Write out, word for word, every line in the data below from the one containing "the red armchair" to the one containing "the red couch", both of them included.
(Available records begins)
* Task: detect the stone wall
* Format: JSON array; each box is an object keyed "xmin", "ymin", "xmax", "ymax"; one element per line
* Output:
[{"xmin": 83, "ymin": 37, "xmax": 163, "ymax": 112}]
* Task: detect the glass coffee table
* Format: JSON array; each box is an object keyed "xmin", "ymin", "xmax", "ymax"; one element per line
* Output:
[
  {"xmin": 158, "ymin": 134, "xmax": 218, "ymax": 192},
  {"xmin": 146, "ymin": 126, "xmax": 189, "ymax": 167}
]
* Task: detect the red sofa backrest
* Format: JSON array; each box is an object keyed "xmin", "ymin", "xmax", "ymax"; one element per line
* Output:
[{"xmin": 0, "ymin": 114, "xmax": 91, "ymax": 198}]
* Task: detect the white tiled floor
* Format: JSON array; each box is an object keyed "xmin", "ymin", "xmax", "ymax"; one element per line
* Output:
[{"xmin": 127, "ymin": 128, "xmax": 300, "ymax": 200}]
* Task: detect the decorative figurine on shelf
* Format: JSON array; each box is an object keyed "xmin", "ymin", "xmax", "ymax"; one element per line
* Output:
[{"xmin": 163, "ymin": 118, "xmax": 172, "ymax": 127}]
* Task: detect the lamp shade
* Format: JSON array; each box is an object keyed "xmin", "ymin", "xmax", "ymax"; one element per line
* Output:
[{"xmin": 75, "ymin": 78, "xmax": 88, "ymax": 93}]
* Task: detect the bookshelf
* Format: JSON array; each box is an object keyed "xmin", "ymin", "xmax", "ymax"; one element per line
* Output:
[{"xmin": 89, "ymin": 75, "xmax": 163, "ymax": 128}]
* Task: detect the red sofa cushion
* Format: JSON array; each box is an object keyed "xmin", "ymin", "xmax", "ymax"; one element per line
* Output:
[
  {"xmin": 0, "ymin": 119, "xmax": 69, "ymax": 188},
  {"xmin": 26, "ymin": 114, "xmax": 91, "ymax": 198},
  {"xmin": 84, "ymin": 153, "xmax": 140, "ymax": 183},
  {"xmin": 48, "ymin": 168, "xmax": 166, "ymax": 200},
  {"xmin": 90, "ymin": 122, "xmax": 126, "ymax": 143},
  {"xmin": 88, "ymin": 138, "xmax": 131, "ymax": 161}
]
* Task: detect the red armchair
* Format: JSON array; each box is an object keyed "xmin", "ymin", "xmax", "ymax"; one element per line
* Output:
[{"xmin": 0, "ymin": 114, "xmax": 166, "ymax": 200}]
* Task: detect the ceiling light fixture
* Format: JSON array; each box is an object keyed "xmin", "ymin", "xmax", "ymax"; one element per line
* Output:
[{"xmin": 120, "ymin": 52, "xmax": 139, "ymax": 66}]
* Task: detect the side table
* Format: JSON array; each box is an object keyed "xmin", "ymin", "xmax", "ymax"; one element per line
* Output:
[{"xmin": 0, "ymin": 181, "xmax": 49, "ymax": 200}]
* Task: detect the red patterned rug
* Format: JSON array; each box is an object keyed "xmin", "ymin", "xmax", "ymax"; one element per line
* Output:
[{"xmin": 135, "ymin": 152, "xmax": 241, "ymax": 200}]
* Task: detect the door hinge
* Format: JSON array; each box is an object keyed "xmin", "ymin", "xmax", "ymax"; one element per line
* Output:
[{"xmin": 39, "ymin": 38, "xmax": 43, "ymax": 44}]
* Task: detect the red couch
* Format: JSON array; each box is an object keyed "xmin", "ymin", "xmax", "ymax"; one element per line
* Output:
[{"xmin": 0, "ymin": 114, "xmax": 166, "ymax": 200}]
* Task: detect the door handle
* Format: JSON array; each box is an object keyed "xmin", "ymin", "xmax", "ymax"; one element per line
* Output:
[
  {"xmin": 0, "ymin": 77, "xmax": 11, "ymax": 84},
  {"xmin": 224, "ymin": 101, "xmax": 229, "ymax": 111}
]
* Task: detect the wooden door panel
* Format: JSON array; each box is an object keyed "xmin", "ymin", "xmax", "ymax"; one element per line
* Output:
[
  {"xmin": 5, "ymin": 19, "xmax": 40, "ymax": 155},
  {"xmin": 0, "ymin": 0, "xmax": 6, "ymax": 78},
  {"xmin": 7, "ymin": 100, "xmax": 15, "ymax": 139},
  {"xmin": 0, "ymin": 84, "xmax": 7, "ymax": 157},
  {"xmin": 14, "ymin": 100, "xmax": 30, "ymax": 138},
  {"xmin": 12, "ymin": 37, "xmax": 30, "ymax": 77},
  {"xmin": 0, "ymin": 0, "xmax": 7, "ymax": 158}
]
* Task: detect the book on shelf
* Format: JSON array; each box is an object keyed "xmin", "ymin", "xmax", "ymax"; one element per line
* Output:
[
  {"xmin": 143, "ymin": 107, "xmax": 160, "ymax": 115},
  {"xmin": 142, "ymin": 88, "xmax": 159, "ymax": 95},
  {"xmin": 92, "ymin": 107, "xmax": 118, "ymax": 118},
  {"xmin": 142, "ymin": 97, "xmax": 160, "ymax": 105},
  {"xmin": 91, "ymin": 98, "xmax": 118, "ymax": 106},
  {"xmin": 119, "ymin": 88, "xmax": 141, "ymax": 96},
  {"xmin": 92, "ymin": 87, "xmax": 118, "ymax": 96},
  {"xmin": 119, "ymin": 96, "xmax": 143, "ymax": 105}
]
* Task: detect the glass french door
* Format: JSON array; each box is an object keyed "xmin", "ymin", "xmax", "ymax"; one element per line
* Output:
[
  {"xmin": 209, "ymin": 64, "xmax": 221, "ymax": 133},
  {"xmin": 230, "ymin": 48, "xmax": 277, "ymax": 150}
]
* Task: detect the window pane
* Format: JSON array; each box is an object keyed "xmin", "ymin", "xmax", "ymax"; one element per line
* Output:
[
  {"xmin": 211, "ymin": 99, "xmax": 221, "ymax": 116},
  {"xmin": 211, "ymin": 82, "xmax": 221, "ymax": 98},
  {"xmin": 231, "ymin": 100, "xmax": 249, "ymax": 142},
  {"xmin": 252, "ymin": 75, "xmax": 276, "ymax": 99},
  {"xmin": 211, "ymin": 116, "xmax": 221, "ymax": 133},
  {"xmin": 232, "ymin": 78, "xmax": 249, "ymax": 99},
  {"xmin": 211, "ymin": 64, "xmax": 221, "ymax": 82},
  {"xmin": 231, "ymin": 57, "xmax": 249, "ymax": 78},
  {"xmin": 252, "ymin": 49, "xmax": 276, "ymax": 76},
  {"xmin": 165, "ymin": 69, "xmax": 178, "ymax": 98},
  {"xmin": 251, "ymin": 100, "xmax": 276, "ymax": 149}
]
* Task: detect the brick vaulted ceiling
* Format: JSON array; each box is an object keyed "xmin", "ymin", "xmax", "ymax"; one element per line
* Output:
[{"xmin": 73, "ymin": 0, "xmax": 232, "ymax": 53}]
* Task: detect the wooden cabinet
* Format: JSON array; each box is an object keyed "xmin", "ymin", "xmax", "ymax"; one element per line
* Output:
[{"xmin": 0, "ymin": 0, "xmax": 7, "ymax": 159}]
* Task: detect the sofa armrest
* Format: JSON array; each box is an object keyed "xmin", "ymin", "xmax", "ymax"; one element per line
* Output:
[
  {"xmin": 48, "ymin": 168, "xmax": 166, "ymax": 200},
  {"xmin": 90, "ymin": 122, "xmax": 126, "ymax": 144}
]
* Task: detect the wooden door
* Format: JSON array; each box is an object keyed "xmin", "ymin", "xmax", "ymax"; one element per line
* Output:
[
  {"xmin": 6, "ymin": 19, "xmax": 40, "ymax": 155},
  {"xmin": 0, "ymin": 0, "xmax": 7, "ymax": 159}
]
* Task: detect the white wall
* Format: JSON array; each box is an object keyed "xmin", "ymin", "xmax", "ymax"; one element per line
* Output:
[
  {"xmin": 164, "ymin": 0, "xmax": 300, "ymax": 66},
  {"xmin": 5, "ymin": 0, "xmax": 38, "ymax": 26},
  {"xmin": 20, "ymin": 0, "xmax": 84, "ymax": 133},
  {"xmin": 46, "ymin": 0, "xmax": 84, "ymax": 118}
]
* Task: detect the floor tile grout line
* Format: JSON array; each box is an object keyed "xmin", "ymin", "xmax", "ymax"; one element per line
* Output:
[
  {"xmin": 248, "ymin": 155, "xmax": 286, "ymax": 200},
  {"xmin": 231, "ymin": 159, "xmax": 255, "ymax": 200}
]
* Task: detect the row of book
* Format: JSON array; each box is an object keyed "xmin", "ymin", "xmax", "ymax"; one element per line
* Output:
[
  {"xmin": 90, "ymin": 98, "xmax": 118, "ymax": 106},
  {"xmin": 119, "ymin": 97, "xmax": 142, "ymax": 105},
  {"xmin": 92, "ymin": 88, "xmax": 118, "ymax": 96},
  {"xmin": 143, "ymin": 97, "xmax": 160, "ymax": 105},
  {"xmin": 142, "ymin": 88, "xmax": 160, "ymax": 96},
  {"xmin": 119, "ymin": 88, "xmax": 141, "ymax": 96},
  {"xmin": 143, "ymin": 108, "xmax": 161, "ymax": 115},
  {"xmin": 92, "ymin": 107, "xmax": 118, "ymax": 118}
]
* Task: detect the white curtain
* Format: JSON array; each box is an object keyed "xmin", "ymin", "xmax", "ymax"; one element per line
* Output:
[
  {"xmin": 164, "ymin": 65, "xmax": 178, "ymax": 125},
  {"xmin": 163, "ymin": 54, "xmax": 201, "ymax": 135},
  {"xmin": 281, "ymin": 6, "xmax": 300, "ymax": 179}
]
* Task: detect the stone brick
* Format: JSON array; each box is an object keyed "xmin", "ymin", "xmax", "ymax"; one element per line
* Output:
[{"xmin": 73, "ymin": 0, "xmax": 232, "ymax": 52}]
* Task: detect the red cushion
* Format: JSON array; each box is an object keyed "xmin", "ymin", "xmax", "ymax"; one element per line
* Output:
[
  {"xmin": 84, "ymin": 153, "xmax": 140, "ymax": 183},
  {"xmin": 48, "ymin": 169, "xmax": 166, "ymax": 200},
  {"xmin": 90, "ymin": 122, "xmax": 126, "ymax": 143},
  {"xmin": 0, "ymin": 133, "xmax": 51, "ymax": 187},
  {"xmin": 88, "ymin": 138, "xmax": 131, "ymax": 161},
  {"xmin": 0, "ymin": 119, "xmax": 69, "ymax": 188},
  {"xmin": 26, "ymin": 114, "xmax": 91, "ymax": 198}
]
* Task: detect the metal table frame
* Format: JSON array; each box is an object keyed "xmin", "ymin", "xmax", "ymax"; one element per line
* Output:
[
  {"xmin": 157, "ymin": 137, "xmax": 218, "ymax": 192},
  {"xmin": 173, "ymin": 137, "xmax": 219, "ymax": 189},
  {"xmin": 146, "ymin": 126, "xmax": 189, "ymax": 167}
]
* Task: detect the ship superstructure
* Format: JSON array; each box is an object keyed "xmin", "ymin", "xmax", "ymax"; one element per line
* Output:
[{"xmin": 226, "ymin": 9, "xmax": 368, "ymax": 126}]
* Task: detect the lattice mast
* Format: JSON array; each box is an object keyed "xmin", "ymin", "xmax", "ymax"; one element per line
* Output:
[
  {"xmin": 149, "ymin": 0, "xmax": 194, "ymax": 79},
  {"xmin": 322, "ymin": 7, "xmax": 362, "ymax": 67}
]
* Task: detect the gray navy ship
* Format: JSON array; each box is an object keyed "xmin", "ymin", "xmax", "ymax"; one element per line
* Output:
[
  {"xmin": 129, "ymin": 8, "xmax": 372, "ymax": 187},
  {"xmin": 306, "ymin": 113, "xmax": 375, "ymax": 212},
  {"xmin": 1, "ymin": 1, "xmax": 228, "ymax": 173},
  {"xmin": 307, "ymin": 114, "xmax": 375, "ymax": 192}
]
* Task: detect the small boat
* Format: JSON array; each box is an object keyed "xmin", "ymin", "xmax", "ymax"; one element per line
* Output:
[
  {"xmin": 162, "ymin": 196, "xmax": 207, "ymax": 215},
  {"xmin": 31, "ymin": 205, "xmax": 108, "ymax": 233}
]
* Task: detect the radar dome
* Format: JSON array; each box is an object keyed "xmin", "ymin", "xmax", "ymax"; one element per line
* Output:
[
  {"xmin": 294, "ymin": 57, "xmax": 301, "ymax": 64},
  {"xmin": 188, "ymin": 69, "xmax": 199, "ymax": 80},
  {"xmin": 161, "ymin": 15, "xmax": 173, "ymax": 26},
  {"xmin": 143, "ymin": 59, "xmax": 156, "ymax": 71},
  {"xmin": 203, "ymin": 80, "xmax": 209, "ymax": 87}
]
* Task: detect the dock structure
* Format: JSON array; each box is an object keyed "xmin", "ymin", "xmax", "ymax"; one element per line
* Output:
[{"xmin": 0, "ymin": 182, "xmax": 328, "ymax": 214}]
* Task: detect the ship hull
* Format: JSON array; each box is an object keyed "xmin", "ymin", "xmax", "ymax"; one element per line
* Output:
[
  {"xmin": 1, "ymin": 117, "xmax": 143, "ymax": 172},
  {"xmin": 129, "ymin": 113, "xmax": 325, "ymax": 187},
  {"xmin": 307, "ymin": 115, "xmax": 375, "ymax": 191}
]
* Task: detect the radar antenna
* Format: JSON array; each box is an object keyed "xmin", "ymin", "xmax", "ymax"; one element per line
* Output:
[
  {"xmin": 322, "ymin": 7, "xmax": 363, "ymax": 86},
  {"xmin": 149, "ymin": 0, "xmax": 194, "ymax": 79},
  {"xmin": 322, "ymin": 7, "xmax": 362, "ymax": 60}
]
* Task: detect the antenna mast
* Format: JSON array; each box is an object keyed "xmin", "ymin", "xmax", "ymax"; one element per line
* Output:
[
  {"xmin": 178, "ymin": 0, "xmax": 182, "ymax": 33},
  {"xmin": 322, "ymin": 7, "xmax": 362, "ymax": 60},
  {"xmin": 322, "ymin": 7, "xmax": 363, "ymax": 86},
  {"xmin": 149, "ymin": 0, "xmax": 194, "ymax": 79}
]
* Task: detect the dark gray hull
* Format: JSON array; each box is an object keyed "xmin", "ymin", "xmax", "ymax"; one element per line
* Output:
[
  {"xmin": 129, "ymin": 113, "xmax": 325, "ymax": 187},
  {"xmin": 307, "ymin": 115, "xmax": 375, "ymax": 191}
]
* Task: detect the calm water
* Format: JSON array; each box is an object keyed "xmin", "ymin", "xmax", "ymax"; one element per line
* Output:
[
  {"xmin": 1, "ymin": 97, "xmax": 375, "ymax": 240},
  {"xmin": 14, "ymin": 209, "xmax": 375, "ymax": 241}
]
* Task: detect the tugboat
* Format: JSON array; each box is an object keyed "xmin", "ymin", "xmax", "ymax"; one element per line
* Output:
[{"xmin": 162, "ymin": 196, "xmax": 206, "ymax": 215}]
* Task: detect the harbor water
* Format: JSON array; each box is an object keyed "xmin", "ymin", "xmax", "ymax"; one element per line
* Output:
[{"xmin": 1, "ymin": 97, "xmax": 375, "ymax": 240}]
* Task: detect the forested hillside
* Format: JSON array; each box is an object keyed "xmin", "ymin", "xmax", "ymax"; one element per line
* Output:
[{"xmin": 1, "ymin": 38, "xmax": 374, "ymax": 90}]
(Available records ends)
*Exercise solution:*
* Task: detect the red armchair
* Format: JSON array; each box is an object keyed "xmin", "ymin", "xmax", "ymax"; one element per line
* Output:
[{"xmin": 0, "ymin": 114, "xmax": 166, "ymax": 200}]
* Task: detect the ceiling light fixture
* Format: JSON array; each box is an object keyed "xmin", "ymin", "xmax", "ymax"; one element per line
* Output:
[{"xmin": 120, "ymin": 52, "xmax": 139, "ymax": 66}]
* Task: detect the side table
* Format: JSON array; each box is an object keyed "xmin", "ymin", "xmax", "ymax"; one element per line
* Output:
[{"xmin": 0, "ymin": 181, "xmax": 49, "ymax": 200}]
* Task: detect the red patterned rug
* Format: JSON array; each box is an object keyed "xmin", "ymin", "xmax", "ymax"; one element per line
* Output:
[{"xmin": 135, "ymin": 152, "xmax": 241, "ymax": 200}]
* Task: detect the door hinge
* Format: JSON array; each box is an object keyed "xmin", "ymin", "xmax", "ymax"; one element per line
* Output:
[{"xmin": 39, "ymin": 38, "xmax": 43, "ymax": 44}]
* Task: detect the red couch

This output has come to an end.